=== TASKS TO CARRY OUT ===
[A] Answer these questions from the passage on the Coupe Deutsch de la Meurthe:
(i) On what date was the competition instituted?
(ii) Over what total distance was the first speed trial to be flown?
(iii) What value was placed on the Coupe?
[B] Copy the passage on the Coupe Deutsch de la Meurthe starting at "The Coupe Deutsch" and ending at "Meurthe's daughter Suzanne.", substituting "granddaughter" for "daughter".
══ EXTRACTED TEXT ══
The Coupe Deutsch de la Meurthe was an international aeronautical speed competition instituted on 25 August 1909 by the French oil magnate Henry Deutsch de la Meurthe. The race was reinstated three times through the years at the initiative of the Aéro-Club de France, and later by Deutsch de la Meurthe's daughter Suzanne.

==First Coupe Deutsch de la Meurthe==
Announced in 1906, the first Deutsch de la Meurthe competition was a speed trial intended for all powered aircraft over a distance of 200 kilometres, to be flown as an outward leg of 100 km followed by a return to the starting point. The flight had to be made between 1 March and 31 October, and the performance was recognized only if the previous best performance was surpassed by at least 10%. A bonus of 20,000 francs was awarded each year for the best performance that had remained unsurpassed for eight months. The Coupe (cup), an objet d'art valued at 10,000 francs, was to be given to the first aircraft builder who won three consecutive competitions.
═══
══ DATA UNDER STUDY ══
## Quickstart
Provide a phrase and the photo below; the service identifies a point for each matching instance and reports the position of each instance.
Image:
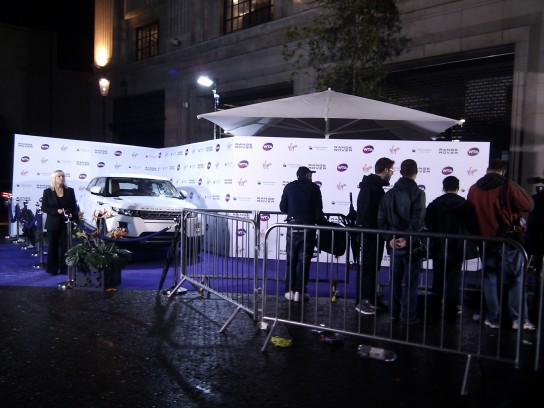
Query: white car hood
(151, 203)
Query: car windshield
(125, 186)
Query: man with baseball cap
(302, 202)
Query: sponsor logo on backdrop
(239, 145)
(448, 150)
(342, 148)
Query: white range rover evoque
(143, 205)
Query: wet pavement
(139, 348)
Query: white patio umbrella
(330, 114)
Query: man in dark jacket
(450, 214)
(403, 209)
(498, 204)
(370, 193)
(302, 202)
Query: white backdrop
(244, 172)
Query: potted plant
(97, 261)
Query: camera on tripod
(537, 180)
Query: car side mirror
(96, 190)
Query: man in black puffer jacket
(450, 214)
(370, 193)
(403, 209)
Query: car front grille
(159, 215)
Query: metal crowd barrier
(241, 258)
(467, 336)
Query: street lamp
(104, 86)
(206, 81)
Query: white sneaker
(491, 325)
(526, 325)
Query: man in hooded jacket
(498, 204)
(450, 214)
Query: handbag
(419, 249)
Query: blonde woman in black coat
(58, 202)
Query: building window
(240, 14)
(147, 41)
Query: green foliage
(346, 47)
(96, 252)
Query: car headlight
(128, 213)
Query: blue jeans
(498, 272)
(404, 284)
(300, 249)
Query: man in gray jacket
(402, 209)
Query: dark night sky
(73, 20)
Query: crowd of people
(494, 207)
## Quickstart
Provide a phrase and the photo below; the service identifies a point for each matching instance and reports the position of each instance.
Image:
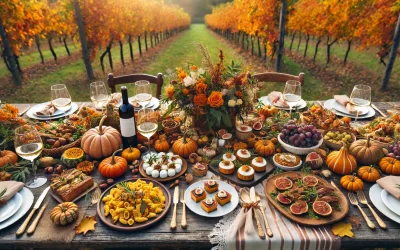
═══
=== ANSWERS GIVEN ===
[A]
(i) 25 August 1909
(ii) 200 kilometres
(iii) 10,000 francs

[B]
The Coupe Deutsch de la Meurthe was an international aeronautical speed competition instituted on 25 August 1909 by the French oil magnate Henry Deutsch de la Meurthe. The race was reinstated three times through the years at the initiative of the Aéro-Club de France, and later by Deutsch de la Meurthe's granddaughter Suzanne.